◆ Available records ◆

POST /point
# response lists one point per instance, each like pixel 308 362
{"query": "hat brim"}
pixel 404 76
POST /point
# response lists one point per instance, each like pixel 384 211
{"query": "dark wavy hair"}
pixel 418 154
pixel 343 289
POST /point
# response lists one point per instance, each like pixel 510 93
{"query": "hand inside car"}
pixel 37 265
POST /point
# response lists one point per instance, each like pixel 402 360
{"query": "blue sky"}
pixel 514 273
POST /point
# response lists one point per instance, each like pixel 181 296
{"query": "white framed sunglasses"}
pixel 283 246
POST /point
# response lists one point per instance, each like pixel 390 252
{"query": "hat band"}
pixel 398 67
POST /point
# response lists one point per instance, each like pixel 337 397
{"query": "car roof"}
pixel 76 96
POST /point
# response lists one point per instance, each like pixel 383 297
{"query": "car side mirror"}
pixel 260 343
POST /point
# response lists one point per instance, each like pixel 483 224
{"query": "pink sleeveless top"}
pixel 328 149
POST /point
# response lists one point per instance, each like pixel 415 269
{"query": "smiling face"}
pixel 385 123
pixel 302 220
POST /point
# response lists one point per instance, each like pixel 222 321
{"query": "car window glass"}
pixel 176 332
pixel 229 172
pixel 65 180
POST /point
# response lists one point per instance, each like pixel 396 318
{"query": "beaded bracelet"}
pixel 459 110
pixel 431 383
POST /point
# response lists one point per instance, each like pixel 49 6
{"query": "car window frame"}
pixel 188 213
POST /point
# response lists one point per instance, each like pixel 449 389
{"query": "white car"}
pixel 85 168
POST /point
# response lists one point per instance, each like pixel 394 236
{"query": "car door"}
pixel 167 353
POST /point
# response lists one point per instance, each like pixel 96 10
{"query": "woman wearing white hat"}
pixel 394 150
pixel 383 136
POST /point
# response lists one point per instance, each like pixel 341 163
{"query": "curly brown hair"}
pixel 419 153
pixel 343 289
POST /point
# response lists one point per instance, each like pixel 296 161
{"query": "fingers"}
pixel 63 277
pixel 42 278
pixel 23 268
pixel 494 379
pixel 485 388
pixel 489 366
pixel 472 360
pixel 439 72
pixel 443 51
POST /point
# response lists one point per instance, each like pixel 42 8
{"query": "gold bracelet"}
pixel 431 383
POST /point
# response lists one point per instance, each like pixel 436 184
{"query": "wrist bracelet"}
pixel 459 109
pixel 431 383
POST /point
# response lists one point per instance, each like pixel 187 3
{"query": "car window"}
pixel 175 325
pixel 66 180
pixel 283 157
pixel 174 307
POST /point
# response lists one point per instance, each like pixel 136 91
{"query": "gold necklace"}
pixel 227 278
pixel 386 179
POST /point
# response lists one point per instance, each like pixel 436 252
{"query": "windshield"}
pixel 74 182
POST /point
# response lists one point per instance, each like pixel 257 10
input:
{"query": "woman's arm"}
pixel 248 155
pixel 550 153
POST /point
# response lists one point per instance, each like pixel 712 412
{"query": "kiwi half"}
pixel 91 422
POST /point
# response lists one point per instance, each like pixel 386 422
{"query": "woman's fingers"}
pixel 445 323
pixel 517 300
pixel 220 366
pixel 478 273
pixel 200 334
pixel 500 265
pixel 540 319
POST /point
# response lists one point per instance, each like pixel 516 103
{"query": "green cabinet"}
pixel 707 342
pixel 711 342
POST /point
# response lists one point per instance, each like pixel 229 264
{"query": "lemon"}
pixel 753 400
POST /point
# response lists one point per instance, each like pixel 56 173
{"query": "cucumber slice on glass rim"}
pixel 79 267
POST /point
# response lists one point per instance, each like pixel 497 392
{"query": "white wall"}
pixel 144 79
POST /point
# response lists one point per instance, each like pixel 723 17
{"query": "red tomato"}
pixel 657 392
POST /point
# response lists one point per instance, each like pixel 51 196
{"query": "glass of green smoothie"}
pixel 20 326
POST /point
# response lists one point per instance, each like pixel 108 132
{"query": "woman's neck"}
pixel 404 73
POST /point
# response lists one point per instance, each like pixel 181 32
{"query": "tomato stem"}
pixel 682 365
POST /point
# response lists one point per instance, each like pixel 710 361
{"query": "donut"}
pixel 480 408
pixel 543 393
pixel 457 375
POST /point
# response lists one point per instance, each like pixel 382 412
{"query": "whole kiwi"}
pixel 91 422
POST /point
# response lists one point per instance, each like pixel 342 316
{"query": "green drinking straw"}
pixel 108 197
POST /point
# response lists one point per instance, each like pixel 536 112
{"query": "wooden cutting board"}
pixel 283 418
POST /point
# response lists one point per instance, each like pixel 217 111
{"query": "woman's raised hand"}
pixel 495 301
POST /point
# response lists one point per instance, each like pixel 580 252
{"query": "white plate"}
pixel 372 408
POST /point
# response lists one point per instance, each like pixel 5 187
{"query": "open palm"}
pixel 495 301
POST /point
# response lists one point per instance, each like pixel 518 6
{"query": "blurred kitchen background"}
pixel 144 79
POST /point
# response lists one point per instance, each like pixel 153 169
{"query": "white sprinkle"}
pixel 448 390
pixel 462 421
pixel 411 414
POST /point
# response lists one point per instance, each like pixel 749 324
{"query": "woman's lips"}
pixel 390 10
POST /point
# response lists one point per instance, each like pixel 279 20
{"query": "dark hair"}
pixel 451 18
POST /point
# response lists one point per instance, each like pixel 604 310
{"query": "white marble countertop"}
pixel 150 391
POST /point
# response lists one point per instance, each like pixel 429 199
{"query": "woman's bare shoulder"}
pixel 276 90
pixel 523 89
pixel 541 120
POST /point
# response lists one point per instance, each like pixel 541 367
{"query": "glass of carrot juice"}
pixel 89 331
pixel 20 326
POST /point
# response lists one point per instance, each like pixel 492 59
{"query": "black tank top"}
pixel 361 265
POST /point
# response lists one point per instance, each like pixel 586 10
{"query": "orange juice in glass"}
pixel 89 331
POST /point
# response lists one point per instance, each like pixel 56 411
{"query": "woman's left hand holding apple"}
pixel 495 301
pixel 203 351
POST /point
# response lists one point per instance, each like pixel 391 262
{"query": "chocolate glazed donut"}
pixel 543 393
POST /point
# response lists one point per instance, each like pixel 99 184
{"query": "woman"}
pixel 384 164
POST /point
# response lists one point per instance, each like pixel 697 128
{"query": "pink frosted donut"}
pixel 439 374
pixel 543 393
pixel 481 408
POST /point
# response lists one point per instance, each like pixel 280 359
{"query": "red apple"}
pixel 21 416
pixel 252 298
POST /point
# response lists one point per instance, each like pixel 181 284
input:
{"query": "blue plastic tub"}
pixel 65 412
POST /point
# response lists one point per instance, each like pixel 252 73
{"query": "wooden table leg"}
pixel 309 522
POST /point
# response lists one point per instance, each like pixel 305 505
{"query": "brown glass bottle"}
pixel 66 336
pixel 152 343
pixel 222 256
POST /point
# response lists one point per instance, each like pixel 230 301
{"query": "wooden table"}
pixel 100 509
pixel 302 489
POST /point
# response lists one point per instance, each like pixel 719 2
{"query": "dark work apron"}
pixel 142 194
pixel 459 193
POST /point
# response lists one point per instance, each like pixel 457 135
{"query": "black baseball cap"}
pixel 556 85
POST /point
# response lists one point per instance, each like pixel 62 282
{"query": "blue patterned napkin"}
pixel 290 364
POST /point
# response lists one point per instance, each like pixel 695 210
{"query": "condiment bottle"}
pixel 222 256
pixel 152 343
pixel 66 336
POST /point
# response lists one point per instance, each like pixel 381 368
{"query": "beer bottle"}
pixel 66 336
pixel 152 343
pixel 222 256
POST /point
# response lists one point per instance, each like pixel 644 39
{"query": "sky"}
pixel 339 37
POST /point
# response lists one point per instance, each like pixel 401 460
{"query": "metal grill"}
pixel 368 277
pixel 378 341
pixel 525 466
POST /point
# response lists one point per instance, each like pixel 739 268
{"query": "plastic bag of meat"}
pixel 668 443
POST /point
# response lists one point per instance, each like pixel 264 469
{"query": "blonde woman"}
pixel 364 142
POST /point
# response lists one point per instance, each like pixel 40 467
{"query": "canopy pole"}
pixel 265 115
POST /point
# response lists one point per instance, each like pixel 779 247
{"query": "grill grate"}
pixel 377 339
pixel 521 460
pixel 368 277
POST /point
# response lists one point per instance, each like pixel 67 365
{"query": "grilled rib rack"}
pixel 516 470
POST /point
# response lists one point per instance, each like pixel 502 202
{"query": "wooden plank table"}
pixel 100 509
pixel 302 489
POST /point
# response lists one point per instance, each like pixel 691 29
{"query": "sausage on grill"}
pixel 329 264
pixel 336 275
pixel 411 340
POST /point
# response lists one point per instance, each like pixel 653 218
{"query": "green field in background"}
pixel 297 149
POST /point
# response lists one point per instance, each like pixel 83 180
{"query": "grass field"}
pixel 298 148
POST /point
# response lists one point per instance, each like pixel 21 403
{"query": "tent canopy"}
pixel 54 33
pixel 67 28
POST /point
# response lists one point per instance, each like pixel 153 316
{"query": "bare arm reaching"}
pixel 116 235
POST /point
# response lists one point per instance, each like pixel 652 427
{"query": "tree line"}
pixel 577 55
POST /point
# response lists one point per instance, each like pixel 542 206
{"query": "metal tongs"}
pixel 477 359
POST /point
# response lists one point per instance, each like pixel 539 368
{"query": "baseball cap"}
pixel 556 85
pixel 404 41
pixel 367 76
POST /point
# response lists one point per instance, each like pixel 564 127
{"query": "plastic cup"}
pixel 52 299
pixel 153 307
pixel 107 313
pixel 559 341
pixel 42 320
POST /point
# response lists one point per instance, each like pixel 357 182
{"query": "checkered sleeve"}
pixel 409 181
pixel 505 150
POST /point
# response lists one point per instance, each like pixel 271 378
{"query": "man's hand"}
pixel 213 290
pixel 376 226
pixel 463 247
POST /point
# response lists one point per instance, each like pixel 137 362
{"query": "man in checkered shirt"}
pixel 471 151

◆ Exercise requirements ◆
Only the lines from the beginning of the material to the line containing "# response lists one point per instance, each like pixel 483" should be echoed, verbatim and in full.

◆ Answer to this task ◆
POST /point
# response lists one point per instance, each like pixel 308 362
{"query": "hat brim"}
pixel 404 76
POST /point
# response lists one point per instance, each like pixel 384 211
{"query": "dark wavy hair"}
pixel 418 154
pixel 343 289
POST /point
# response lists one point per instance, each like pixel 510 93
{"query": "hand inside car"}
pixel 37 265
POST /point
# response lists one point per instance, each like pixel 402 360
{"query": "blue sky"}
pixel 514 273
POST /point
# response lists one point per instance, each like pixel 181 296
{"query": "white framed sunglasses"}
pixel 283 246
POST /point
# response lists one point per instance, each like pixel 390 252
{"query": "hat band"}
pixel 398 67
POST /point
# response lists one point per instance, each like pixel 337 397
{"query": "car roof"}
pixel 76 96
POST /point
# response lists one point per instance, each like pixel 383 297
{"query": "car side mirror"}
pixel 260 343
POST /point
# response lists one point per instance, each like pixel 483 224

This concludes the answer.